THE PROBLEM –
Render every line of the entries below as a JSON array of strings, one string per line. Skip blank lines and leave out the pictures.

TASK INPUT –
○ ○ ○ ○ ○
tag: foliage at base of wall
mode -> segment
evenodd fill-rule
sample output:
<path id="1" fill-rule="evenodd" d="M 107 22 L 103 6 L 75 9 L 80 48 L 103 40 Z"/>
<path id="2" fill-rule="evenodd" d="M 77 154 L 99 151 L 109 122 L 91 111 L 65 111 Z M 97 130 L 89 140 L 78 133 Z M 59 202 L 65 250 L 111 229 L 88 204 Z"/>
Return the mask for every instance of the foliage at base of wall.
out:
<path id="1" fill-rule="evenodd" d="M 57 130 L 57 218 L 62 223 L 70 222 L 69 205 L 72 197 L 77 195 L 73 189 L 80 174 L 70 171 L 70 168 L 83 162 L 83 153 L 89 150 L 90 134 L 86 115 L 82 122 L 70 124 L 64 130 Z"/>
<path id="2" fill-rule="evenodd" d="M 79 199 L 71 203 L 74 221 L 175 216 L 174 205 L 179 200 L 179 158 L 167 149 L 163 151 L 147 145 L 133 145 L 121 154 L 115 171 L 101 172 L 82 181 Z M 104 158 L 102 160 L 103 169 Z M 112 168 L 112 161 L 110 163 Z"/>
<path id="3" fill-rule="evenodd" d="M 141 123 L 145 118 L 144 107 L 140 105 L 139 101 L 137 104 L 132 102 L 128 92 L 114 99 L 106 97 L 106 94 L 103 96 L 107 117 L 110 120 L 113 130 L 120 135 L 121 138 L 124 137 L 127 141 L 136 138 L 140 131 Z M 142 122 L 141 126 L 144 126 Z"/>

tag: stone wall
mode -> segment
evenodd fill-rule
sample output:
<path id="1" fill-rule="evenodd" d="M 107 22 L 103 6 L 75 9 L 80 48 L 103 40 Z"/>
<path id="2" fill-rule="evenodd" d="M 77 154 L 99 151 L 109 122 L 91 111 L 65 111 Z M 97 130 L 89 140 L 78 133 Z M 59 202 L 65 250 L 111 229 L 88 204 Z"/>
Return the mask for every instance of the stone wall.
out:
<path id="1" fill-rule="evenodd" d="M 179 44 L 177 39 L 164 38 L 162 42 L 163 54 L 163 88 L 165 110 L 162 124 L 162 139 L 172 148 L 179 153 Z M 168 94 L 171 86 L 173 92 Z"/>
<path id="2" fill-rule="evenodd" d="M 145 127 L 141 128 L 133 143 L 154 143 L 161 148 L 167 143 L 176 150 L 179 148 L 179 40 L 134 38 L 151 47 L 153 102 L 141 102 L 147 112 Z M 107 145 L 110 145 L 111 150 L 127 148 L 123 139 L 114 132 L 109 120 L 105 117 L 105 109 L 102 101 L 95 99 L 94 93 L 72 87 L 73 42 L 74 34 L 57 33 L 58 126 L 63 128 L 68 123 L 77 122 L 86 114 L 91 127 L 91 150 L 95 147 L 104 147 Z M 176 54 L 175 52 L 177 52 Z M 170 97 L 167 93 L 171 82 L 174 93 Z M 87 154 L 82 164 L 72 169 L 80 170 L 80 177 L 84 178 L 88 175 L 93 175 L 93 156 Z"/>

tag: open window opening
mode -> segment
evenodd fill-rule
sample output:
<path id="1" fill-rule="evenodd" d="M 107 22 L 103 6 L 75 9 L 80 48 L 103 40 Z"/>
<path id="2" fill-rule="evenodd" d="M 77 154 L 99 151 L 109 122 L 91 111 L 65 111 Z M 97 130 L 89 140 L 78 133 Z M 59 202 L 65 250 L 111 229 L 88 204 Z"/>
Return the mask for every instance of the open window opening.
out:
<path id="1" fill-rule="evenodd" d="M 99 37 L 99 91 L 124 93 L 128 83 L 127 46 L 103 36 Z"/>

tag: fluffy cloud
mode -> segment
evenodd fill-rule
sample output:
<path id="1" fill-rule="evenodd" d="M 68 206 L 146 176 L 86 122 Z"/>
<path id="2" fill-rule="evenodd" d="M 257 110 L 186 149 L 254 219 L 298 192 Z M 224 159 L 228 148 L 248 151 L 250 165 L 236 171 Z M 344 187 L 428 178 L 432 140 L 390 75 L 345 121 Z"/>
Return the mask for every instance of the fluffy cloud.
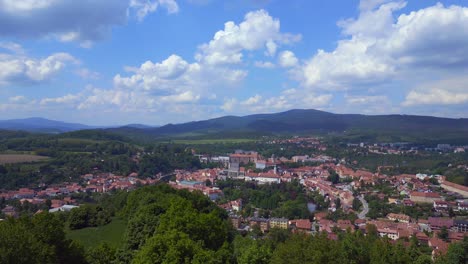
○ ○ ○ ○ ○
FULL ANSWER –
[
  "tag: foliage at base of wall",
  "mode -> segment",
  "evenodd fill-rule",
  "sample output:",
  "<path id=\"1\" fill-rule=\"evenodd\" d=\"M 107 22 L 103 6 L 75 9 L 80 48 L 103 40 Z\"/>",
  "<path id=\"2\" fill-rule=\"evenodd\" d=\"M 77 154 L 99 151 L 109 122 L 91 111 L 65 111 Z M 97 130 L 89 140 L 78 133 Z M 59 202 L 65 250 L 111 229 L 88 204 Z\"/>",
  "Return the mask for every instance of the foliage at base of wall.",
  "out:",
  "<path id=\"1\" fill-rule=\"evenodd\" d=\"M 57 130 L 57 218 L 62 223 L 70 222 L 69 205 L 72 197 L 77 195 L 73 189 L 80 174 L 70 171 L 70 168 L 83 162 L 83 153 L 89 150 L 90 134 L 86 115 L 82 122 L 70 124 L 64 130 Z\"/>",
  "<path id=\"2\" fill-rule=\"evenodd\" d=\"M 79 199 L 71 203 L 74 221 L 175 216 L 174 205 L 179 200 L 179 158 L 167 149 L 163 151 L 147 145 L 133 145 L 121 154 L 115 171 L 101 172 L 82 181 Z M 104 158 L 102 160 L 103 169 Z M 112 168 L 112 161 L 110 163 Z\"/>",
  "<path id=\"3\" fill-rule=\"evenodd\" d=\"M 141 123 L 145 118 L 144 107 L 140 105 L 139 101 L 137 104 L 132 102 L 128 92 L 114 99 L 106 97 L 106 94 L 103 96 L 107 117 L 110 120 L 113 130 L 120 135 L 121 138 L 124 137 L 127 141 L 136 138 L 140 131 Z M 142 122 L 141 126 L 144 126 Z\"/>",
  "tag: stone wall",
  "mode -> segment",
  "evenodd fill-rule",
  "sample output:",
  "<path id=\"1\" fill-rule=\"evenodd\" d=\"M 107 22 L 103 6 L 75 9 L 80 48 L 103 40 Z\"/>",
  "<path id=\"2\" fill-rule=\"evenodd\" d=\"M 77 154 L 99 151 L 109 122 L 91 111 L 65 111 Z M 97 130 L 89 140 L 78 133 Z M 59 202 L 65 250 L 111 229 L 88 204 Z\"/>",
  "Return the mask for every instance of the stone wall.",
  "out:",
  "<path id=\"1\" fill-rule=\"evenodd\" d=\"M 179 44 L 177 39 L 164 38 L 162 42 L 163 54 L 163 88 L 165 110 L 162 124 L 162 139 L 172 148 L 179 153 Z M 168 94 L 171 86 L 173 92 Z\"/>",
  "<path id=\"2\" fill-rule=\"evenodd\" d=\"M 145 127 L 141 128 L 133 143 L 154 143 L 161 148 L 167 143 L 176 150 L 179 148 L 179 40 L 134 38 L 151 47 L 153 102 L 141 102 L 147 112 Z M 107 145 L 110 145 L 111 150 L 127 148 L 123 139 L 114 132 L 109 120 L 105 117 L 105 109 L 102 101 L 95 99 L 94 93 L 72 87 L 73 42 L 74 34 L 57 33 L 58 126 L 63 128 L 68 123 L 77 122 L 86 114 L 91 127 L 91 150 L 95 147 L 104 147 Z M 176 54 L 175 52 L 177 52 Z M 170 97 L 167 93 L 171 82 L 174 93 Z M 87 154 L 82 164 L 72 169 L 80 170 L 80 177 L 84 178 L 88 175 L 93 175 L 93 156 Z\"/>",
  "tag: open window opening",
  "mode -> segment",
  "evenodd fill-rule",
  "sample output:",
  "<path id=\"1\" fill-rule=\"evenodd\" d=\"M 107 22 L 103 6 L 75 9 L 80 48 L 103 40 Z\"/>",
  "<path id=\"2\" fill-rule=\"evenodd\" d=\"M 77 154 L 99 151 L 109 122 L 91 111 L 65 111 Z M 97 130 L 89 140 L 78 133 Z M 59 202 L 65 250 L 111 229 L 88 204 Z\"/>",
  "Return the mask for every instance of the open window opening.",
  "out:",
  "<path id=\"1\" fill-rule=\"evenodd\" d=\"M 99 37 L 99 91 L 124 93 L 128 83 L 127 46 L 103 36 Z\"/>",
  "tag: fluffy cloud",
  "mode -> segment",
  "evenodd fill-rule",
  "sample output:",
  "<path id=\"1\" fill-rule=\"evenodd\" d=\"M 68 206 L 146 176 L 86 122 Z\"/>",
  "<path id=\"2\" fill-rule=\"evenodd\" d=\"M 257 110 L 186 149 L 254 219 L 298 192 Z M 224 159 L 228 148 L 248 151 L 250 165 L 236 171 Z M 344 187 L 428 178 L 432 140 L 390 75 L 345 121 Z\"/>",
  "Return the mask for every instance of the fluffy cloud."
]